[START OF Supplied passage]

Current State (November 2024)

Map of the world with Hachyderm’s sites as pins on the map

Our Core Site is in Frankfurt, Germany and operated by Hetzner (a German provider). In 2022, we chose to deploy to Germany due to the protections offered by laws like the General Data Protection Regulation (GDPR) that regulate how people’s data is processed and handled by providers. Since it’s harder for us to move or replace the Core Site – there’s a lot of data! – we put this site in a location that offered the strongest legal protections for free speech and data privacy. In hindsight, we reaffirm this choice and commitment to keeping our data in the EU.

As you can see in the map above, our current Edge Sites are spread across the globe, with two of our four current sites in the United States. All of our Edge Sites are provided by Akamai’s Linode platform, a US-based company. Since Edge Sites are easier to replace, making a “wrong” decision is much less costly. If we find the location of an Edge Site is no longer desirable, we build a new one and shift traffic to it.

A more detailed analysis is available in Appendix A: Infrastructure Component Locations & Providers, below.

Component-by-component Analysis

The next level down from a Site is a Component. Each Component provides a distinct feature to our users, whether it’s directly visible or not.

For each Component, we will assess:

  • The impact should we do nothing and this component is affected,
  • the likelihood of of the risk being realized, and
  • a relative sizing of the effort to reduce the risk both in the short and long term.

We’ll then provide a short-term and long-term recommendation for investigations, research, experiments, and actions we can take to mitigate our exposure.

Service Discovery

ImpactSeverely degrated, mostly **not** usable
LikelihoodPossible
Short-term effortSmall (1 month)
Long-term effortLarge (2 quarters)

Service discovery is the ability for our users to find Hachyderm in a predictable and human-accessible way. These are the mechanisms that let you type “hachyderm.io” and find Hachyderm. If you had to remember “https://74.207.251.5”, you’d probably forget it pretty quickly.

Externally, Hachyderm depends on DNS for service location via https://hachyderm.io. Both our domain name registrar and DNS provider are Amazon Web Services, a US-based corporation. We use Route 53 Geolocation Routing to direct users to the Edge Site nearest to where the user is accessing Hachyderm.

[END OF Supplied passage]

▸ **Actions to take**
1. According to the infrastructure passage, which company operates Hachyderm's Core Site?
2. In the infrastructure passage, write out the stretch from "Map of the world" through "data in the EU." again, substituting "Munich" for "Frankfurt".

[START OF Given records]

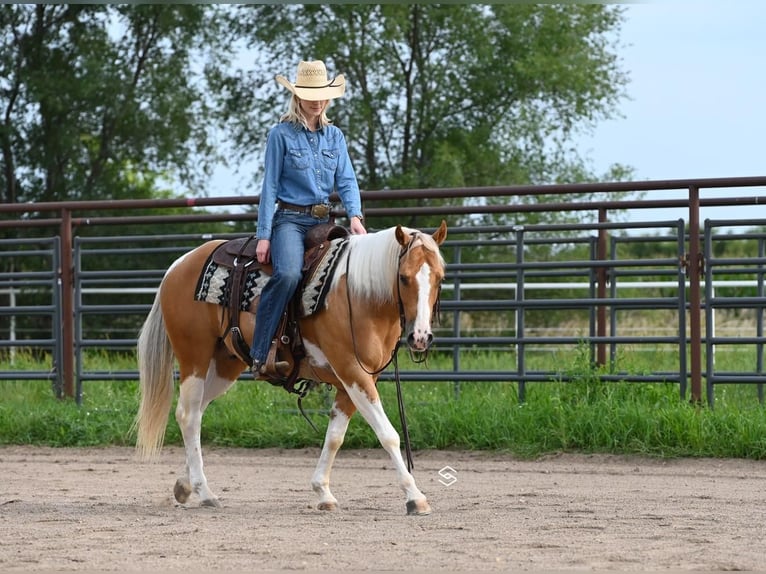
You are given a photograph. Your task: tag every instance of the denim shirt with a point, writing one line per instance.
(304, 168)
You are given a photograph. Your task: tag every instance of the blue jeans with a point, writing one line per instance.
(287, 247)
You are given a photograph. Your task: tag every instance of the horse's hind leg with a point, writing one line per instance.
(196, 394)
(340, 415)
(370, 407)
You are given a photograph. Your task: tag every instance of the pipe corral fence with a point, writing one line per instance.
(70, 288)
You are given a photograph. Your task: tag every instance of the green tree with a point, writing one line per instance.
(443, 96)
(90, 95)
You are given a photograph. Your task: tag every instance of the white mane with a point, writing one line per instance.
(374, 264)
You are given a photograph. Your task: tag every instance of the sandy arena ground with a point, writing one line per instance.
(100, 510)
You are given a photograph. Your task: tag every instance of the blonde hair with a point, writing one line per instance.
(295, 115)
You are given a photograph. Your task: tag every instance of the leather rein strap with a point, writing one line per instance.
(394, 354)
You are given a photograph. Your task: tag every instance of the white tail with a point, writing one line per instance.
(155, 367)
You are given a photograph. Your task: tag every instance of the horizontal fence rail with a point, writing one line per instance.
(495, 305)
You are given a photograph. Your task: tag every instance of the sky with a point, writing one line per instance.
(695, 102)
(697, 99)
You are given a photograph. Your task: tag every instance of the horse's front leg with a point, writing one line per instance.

[END OF Given records]

▸ **Task results**
1. Hetzner, a German provider

2.
Map of the world with Hachyderm’s sites as pins on the map

Our Core Site is in Munich, Germany and operated by Hetzner (a German provider). In 2022, we chose to deploy to Germany due to the protections offered by laws like the General Data Protection Regulation (GDPR) that regulate how people’s data is processed and handled by providers. Since it’s harder for us to move or replace the Core Site – there’s a lot of data! – we put this site in a location that offered the strongest legal protections for free speech and data privacy. In hindsight, we reaffirm this choice and commitment to keeping our data in the EU.